* TRABAJO REQUERIDO:
En el texto sobre el juicio final, ¿cuáles son las tres necesidades de la vida humana con las que se agrupa de dos en dos a los hermanos más pequeños?

* TEXTO DE ESTUDIO:
:::
El juicio final (Mt 25, 31-46) (Mt 25, 31-46)

Jesús ofrece una representación del juicio final mediante una parábola que gira en torno a la antítesis: “vengan-apártense”; “benditos-malditos”; “me dieron-no me dieron”. La separación que se hace es semejante a la del trigo y la cizaña, (Lc 13,24ss) o la de los peces malos y los peces buenos (Lc 13, 47ss). Lo decisivo para ser acogido o rechazado es haber socorrido o no a mis hermanos más pequeños. Éstos están agrupados de dos en dos, conforme a tres necesidades de la vida humana: la alimentación, la inserción social y la libertad.

El hambre y la sed, si no se satisfacen, hacen que la vida no subsista, sobreviene la muerte. El vestido y la patria hacen posible la inserción social, pues la persona que no tiene un vestido digno se siente incómoda, rechazada. Y el forastero, forzado a vivir fuera de su patria, se siente un ser extraño. La enfermedad y la cárcel, en fin, atormentan al espíritu con la incomunicación, el aislamiento y la soledad.
:::
[Descripciones de regiones en lenguaje natural]
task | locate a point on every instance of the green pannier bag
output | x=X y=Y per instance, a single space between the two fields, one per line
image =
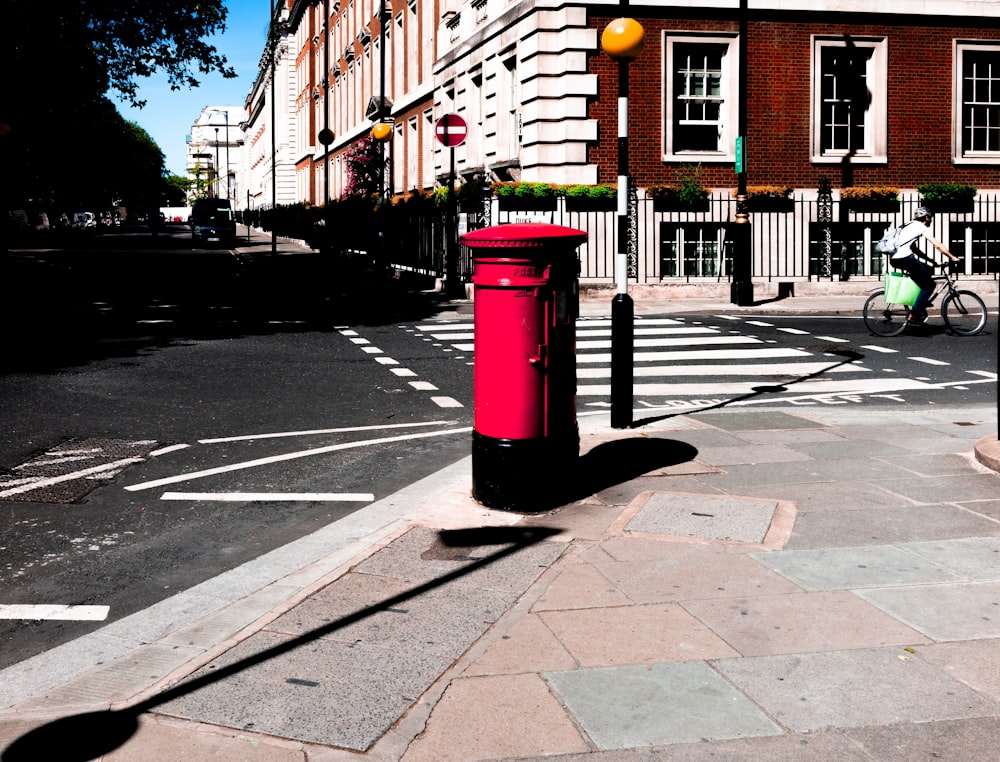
x=900 y=289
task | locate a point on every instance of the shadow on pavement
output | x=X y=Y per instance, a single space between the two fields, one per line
x=90 y=735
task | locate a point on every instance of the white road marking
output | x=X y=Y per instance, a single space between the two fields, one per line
x=289 y=456
x=700 y=354
x=814 y=387
x=83 y=473
x=54 y=611
x=643 y=331
x=673 y=342
x=877 y=348
x=252 y=497
x=312 y=432
x=792 y=370
x=165 y=450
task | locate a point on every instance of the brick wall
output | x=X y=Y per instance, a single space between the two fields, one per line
x=778 y=116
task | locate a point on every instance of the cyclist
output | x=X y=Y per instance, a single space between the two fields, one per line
x=908 y=258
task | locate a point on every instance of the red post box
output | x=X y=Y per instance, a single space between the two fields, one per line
x=527 y=297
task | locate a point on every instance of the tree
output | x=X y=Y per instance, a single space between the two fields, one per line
x=363 y=159
x=60 y=59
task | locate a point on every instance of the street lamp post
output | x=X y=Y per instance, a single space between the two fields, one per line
x=623 y=40
x=741 y=291
x=216 y=162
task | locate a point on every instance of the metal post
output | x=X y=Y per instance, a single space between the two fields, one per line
x=623 y=40
x=622 y=308
x=272 y=34
x=741 y=292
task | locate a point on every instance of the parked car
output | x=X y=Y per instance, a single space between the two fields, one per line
x=213 y=221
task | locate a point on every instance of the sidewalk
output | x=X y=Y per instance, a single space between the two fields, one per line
x=808 y=583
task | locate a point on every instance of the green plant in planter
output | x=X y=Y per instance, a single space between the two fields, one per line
x=767 y=192
x=948 y=193
x=869 y=193
x=689 y=191
x=524 y=191
x=605 y=191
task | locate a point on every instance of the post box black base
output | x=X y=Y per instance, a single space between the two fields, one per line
x=523 y=475
x=741 y=293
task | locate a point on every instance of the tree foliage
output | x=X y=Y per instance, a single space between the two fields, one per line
x=363 y=159
x=62 y=142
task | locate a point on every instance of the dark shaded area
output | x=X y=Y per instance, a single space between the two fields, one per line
x=97 y=733
x=616 y=462
x=849 y=355
x=123 y=295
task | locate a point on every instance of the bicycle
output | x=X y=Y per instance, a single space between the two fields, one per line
x=964 y=313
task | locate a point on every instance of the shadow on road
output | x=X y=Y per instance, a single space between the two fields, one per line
x=90 y=735
x=68 y=307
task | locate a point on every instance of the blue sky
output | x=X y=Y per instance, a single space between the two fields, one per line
x=168 y=115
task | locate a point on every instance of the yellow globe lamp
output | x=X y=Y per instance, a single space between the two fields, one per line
x=623 y=39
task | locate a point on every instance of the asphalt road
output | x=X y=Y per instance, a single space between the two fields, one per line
x=185 y=411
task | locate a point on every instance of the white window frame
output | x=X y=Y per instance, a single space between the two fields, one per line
x=876 y=132
x=959 y=155
x=729 y=116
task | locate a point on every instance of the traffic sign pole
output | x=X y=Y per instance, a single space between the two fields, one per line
x=451 y=131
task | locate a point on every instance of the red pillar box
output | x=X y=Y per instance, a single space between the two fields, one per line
x=525 y=440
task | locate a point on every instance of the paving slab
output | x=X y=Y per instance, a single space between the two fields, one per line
x=801 y=623
x=653 y=704
x=713 y=518
x=965 y=611
x=855 y=688
x=873 y=566
x=881 y=526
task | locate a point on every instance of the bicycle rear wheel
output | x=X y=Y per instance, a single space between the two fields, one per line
x=964 y=313
x=882 y=318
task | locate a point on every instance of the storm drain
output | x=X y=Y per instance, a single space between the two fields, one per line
x=71 y=470
x=736 y=519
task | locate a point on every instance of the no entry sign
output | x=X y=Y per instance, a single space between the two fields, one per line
x=451 y=130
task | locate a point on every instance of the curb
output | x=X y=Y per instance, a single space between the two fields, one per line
x=988 y=452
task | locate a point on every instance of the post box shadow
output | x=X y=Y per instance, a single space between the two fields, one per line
x=91 y=735
x=619 y=461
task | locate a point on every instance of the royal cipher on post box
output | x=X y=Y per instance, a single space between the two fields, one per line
x=525 y=440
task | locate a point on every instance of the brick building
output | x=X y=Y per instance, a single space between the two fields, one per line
x=849 y=93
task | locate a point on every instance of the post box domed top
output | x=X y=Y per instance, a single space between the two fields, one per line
x=524 y=235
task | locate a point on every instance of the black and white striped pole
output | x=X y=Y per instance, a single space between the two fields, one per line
x=623 y=40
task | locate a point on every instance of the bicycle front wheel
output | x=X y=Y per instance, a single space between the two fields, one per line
x=882 y=318
x=964 y=313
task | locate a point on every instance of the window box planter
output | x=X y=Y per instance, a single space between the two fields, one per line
x=678 y=198
x=523 y=197
x=870 y=199
x=947 y=198
x=591 y=198
x=769 y=198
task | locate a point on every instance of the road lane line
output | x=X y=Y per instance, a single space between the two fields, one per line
x=255 y=497
x=289 y=456
x=40 y=483
x=54 y=611
x=311 y=432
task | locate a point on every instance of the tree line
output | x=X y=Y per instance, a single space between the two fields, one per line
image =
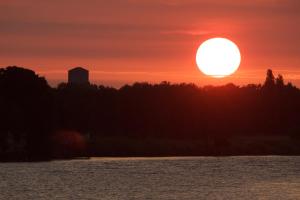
x=41 y=122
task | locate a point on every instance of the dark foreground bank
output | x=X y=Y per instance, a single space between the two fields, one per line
x=38 y=122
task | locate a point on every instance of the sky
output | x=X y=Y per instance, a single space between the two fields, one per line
x=126 y=41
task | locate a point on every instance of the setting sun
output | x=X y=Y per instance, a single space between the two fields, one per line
x=218 y=57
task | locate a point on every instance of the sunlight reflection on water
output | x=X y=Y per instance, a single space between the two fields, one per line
x=267 y=177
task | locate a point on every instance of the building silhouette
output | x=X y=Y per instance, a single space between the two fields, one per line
x=78 y=75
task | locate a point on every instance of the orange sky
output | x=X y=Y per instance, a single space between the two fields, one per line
x=123 y=41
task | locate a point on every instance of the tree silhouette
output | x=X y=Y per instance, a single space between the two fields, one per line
x=38 y=122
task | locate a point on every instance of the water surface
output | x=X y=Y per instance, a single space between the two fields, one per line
x=266 y=177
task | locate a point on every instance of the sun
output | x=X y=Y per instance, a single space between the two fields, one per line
x=218 y=57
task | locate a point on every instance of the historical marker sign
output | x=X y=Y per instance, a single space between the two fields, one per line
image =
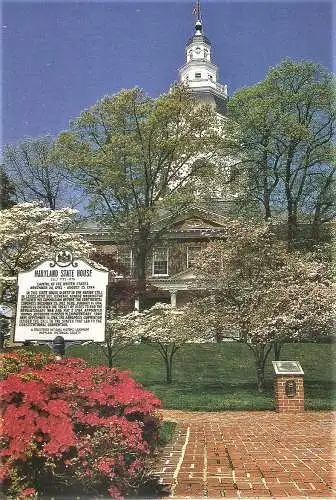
:::
* RESPUESTA ESCRITA:
La alimentación, la inserción social y la libertad.